PROBLEM DETAILS
The lines to extract start at the one containing "# test: point at every instance of the black leggings, one" and end with the last line; give them exactly and nothing more.

------------

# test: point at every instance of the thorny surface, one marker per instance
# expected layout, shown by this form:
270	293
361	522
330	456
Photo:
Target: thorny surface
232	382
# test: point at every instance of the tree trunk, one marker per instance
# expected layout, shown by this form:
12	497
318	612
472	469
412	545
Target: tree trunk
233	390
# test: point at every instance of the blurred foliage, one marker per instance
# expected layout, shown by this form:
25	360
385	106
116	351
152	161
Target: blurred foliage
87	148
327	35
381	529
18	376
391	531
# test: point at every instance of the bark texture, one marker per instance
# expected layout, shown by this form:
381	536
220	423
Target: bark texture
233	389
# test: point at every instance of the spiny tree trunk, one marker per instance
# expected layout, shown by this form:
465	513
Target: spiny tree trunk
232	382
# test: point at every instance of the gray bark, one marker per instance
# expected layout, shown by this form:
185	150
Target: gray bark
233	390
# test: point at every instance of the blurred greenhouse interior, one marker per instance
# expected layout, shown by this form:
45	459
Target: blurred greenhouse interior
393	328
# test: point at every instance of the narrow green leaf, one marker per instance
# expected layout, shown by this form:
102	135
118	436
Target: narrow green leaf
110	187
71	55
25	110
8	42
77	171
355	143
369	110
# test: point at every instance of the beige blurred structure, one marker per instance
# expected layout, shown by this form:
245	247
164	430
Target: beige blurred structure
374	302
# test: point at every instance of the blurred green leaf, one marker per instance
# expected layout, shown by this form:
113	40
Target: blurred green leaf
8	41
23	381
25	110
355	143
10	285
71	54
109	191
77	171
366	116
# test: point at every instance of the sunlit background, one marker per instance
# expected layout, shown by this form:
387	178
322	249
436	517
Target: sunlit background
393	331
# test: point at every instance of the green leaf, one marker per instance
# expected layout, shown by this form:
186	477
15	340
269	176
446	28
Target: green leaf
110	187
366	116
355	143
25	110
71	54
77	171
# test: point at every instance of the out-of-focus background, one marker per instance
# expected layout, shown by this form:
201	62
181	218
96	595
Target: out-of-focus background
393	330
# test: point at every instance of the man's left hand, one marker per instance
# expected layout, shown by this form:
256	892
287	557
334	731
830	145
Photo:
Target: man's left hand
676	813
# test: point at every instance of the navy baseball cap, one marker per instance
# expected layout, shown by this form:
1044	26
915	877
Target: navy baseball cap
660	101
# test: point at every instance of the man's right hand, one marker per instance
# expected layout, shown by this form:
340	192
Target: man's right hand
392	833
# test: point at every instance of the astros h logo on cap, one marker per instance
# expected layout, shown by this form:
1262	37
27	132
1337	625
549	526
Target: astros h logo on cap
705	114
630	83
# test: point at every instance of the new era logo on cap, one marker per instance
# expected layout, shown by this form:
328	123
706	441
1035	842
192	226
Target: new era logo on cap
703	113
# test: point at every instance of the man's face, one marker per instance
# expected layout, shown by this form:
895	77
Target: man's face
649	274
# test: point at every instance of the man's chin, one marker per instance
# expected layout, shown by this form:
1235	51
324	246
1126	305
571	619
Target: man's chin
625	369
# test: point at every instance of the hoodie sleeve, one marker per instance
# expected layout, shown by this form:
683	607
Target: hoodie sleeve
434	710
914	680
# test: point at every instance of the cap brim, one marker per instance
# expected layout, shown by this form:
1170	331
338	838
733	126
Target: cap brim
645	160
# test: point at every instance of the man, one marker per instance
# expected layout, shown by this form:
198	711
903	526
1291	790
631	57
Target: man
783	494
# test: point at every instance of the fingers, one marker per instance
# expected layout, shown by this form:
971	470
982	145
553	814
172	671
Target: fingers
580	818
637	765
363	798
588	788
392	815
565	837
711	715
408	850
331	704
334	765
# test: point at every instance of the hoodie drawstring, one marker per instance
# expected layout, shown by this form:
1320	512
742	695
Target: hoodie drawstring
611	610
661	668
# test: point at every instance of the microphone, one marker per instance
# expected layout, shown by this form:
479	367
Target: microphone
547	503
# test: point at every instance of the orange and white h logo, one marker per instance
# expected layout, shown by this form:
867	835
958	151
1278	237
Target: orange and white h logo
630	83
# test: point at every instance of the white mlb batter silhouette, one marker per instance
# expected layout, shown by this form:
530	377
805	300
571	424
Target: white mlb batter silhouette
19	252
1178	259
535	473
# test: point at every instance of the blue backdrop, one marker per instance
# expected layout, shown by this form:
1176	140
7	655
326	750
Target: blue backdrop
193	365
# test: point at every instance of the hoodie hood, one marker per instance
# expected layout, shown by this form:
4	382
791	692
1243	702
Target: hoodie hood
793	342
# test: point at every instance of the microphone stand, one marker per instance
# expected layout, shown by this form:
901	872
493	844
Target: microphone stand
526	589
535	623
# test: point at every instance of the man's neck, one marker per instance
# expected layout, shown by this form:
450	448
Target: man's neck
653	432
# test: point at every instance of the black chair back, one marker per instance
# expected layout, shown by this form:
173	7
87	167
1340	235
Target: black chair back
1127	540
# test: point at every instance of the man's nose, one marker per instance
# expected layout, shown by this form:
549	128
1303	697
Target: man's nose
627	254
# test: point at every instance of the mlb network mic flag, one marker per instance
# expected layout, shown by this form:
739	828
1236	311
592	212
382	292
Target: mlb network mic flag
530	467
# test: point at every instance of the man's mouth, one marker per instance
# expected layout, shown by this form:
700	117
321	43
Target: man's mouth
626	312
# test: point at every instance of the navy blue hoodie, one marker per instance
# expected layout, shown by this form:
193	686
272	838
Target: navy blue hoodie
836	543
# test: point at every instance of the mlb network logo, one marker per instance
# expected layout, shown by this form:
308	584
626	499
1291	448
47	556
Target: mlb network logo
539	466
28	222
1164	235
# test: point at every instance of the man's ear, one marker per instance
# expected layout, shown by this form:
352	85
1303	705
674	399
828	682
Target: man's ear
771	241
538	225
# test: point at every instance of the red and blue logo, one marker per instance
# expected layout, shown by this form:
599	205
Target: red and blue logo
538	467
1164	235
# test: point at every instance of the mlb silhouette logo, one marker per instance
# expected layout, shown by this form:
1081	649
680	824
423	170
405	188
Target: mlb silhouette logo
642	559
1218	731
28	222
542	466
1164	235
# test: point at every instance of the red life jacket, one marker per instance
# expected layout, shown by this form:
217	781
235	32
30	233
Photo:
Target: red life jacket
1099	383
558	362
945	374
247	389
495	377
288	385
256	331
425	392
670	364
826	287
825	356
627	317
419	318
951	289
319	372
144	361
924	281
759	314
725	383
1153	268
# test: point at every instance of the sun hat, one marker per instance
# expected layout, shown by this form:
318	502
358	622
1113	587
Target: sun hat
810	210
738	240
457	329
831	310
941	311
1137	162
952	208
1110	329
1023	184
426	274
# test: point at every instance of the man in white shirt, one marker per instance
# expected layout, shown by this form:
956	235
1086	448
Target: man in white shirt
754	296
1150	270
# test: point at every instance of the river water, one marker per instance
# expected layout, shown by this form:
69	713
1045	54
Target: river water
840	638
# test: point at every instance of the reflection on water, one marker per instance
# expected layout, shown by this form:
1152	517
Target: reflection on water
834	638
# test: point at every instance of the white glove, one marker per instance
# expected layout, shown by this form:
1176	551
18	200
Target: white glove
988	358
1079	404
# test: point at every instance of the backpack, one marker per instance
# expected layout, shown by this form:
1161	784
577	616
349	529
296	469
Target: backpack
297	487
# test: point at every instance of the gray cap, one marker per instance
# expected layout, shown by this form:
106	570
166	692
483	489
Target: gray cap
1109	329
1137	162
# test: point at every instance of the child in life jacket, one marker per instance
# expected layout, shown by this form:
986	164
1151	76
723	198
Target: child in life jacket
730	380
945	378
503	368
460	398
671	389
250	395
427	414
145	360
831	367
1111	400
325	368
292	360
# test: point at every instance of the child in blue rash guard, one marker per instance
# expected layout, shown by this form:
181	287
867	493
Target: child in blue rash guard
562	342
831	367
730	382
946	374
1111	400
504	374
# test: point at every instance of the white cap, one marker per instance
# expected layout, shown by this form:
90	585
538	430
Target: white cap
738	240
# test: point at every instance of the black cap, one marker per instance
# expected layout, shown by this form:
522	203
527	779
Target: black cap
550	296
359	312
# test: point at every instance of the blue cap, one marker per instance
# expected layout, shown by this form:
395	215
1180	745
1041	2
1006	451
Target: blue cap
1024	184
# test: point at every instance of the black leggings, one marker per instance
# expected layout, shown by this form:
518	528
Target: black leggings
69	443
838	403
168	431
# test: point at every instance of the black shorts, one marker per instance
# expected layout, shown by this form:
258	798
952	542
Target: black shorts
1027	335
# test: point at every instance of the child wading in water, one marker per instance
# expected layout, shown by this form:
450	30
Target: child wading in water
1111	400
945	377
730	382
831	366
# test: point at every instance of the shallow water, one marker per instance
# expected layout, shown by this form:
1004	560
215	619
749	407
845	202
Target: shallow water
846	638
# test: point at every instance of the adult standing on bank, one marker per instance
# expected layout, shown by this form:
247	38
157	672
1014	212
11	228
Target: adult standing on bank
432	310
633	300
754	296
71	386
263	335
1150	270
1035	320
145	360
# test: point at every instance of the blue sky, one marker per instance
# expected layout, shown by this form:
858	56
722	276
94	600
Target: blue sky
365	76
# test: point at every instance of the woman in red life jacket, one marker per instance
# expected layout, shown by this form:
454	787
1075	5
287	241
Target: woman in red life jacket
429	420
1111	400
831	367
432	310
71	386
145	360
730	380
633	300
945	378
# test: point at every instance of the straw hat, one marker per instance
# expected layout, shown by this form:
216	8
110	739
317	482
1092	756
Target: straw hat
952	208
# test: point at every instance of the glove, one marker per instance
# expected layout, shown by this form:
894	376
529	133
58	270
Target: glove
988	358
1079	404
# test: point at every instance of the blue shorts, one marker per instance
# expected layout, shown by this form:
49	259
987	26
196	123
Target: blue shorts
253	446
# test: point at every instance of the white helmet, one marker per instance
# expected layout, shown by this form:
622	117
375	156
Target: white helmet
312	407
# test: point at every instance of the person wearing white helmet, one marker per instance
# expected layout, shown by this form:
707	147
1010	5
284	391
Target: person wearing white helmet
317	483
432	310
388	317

------------

THE SOLUTION
# test: point at every instance of the black leggings, one marker per instance
# expected layout, shown by this form:
518	528
Target: black leggings
69	443
838	403
168	431
# test: point at every instance of the black shorts, one marker per instance
# expected layout, shown by this form:
258	798
952	542
Target: black shorts
1027	335
# test: point at every instance of the child wading in water, one marker per instance
# expected layout, shown by this form:
450	30
Target: child wading in water
1111	400
945	377
730	382
831	366
# test: point at every instance of the shallow water, one marker per instance
# expected layout, shown by this form:
1004	560
215	619
749	407
845	202
Target: shallow water
846	638
# test: point at every instance of the adult standing on bank, one marker per instance
# expected layout, shown by this form:
247	38
157	672
1014	212
11	228
Target: adult standing on bank
432	310
633	300
754	296
71	386
263	335
1150	270
1035	320
145	360
# test: point at every instance of the blue sky, one marker per instance
# expected layout, shown by this form:
858	56
722	276
94	600
Target: blue sky
365	76
# test: point at every instance of the woman in red life jacket, one marker per instance
# expected layout, shown by this form:
454	787
1075	5
287	241
Target: woman in red life jacket
429	420
1111	400
831	367
432	310
71	386
145	360
730	380
633	300
945	378
# test: point at every instance of the straw hat, one marker per instance
# expected layout, shown by this form:
216	8
110	739
317	482
1092	756
Target: straw hat
952	208
# test: point at every instance of the glove, one marker per instance
# expected layout, shown by this form:
894	376
529	133
58	270
Target: glove
988	358
1079	404
# test: point at every instance of the blue shorts, one marker per instance
# expected layout, shown by this form:
49	259
987	26
196	123
Target: blue shorts
253	446
# test: point at every instance of the white helmet, one marker per instance
# expected layout, shown by this form:
622	117
375	156
Target: white helmet
312	407
# test: point at every instance of the person wearing white helmet, one marker per instance
# expected layout, shown by this form:
707	147
1010	5
284	391
Target: person wearing white helmet
317	483
432	310
388	317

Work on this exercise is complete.